>>>>>

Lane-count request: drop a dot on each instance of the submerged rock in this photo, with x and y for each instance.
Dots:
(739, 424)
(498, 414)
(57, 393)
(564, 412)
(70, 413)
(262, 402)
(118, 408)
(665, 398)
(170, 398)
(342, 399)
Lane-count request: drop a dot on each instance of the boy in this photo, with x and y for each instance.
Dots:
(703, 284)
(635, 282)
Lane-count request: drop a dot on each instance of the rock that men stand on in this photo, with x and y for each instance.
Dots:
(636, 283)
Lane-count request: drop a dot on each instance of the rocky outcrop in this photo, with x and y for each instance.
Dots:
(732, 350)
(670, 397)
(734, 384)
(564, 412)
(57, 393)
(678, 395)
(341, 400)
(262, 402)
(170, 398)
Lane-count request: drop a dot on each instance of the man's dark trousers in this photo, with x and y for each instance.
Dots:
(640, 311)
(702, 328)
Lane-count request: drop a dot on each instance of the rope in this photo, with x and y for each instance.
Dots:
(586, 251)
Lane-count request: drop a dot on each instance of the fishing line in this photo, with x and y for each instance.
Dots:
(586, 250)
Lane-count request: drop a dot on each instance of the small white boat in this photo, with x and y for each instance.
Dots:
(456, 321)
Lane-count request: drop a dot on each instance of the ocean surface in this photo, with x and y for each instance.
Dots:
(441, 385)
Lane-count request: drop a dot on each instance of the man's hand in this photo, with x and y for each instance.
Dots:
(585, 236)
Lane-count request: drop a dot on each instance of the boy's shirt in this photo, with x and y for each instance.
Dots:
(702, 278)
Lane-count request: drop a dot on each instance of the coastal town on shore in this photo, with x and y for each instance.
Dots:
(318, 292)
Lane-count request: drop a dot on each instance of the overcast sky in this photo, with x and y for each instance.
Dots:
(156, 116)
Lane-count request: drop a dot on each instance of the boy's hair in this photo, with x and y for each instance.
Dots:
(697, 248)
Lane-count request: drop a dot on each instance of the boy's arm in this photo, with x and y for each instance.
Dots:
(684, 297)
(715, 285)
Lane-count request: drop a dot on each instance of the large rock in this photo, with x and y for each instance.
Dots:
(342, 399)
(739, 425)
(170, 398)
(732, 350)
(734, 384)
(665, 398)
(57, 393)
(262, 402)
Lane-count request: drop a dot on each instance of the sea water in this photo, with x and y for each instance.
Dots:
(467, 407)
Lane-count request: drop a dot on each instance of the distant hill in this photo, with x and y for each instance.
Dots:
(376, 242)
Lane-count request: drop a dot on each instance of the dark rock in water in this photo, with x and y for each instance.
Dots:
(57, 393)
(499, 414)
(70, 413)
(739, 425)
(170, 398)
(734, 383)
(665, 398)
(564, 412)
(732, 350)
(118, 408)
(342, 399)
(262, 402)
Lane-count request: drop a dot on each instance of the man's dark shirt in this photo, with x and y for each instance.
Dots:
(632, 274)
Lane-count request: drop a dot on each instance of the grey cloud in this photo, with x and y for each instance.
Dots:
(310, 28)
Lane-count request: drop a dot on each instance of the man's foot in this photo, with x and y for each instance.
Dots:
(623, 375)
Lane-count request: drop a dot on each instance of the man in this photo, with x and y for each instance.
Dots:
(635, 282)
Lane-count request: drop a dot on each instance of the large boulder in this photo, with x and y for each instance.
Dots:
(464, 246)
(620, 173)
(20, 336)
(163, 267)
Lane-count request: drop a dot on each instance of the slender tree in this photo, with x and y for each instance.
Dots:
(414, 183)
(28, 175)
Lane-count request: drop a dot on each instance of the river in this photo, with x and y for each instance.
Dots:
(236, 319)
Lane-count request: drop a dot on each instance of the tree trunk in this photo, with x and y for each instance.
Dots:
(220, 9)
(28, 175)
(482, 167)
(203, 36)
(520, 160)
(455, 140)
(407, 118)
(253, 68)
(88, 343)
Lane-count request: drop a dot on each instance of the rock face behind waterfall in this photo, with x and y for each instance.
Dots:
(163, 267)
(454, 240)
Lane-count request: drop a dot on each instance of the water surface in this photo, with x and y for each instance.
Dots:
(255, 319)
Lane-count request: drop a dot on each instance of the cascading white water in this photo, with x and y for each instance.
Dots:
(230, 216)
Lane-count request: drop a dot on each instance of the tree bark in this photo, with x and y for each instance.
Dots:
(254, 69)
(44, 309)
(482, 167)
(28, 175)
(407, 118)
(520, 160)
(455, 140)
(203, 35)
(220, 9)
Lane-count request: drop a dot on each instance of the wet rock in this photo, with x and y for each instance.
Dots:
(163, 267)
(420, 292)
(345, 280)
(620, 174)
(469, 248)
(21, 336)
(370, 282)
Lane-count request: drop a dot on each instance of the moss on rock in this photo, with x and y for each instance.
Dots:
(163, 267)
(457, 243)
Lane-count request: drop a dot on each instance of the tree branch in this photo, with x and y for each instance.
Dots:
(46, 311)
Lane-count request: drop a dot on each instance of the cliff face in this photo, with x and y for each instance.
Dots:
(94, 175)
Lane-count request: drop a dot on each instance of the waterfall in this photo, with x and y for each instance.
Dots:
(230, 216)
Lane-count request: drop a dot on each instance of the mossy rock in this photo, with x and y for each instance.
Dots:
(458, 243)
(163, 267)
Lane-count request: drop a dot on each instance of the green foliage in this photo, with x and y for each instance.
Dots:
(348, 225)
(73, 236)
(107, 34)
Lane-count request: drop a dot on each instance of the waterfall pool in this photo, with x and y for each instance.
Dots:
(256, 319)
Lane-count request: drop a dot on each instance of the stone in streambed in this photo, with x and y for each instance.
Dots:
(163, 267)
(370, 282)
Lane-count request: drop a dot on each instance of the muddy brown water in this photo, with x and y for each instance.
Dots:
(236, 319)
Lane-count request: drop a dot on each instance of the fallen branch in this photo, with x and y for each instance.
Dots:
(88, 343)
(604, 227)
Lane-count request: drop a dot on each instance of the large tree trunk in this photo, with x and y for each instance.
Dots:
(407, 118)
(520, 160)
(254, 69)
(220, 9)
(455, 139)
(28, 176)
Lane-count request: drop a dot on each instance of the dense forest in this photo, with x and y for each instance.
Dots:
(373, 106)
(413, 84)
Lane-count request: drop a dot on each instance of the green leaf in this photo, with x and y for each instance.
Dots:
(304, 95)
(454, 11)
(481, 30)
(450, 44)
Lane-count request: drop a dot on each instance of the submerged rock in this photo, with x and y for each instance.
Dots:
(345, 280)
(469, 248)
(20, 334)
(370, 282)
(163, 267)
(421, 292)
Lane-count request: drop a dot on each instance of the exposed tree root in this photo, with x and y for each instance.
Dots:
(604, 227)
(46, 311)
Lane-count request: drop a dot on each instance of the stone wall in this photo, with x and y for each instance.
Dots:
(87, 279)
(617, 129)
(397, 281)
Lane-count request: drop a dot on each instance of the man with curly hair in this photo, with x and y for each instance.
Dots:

<<<<<

What this task involves: Search the records for the word "branch". Copy each line where it appears.

Solution to the exercise:
Lane-count request: drop a dot on each instance of the tree branch in this photo, with x and y for each instance.
Lane-count request: drop a dot on each instance of the fallen branch in this photo, with x and y for each instance.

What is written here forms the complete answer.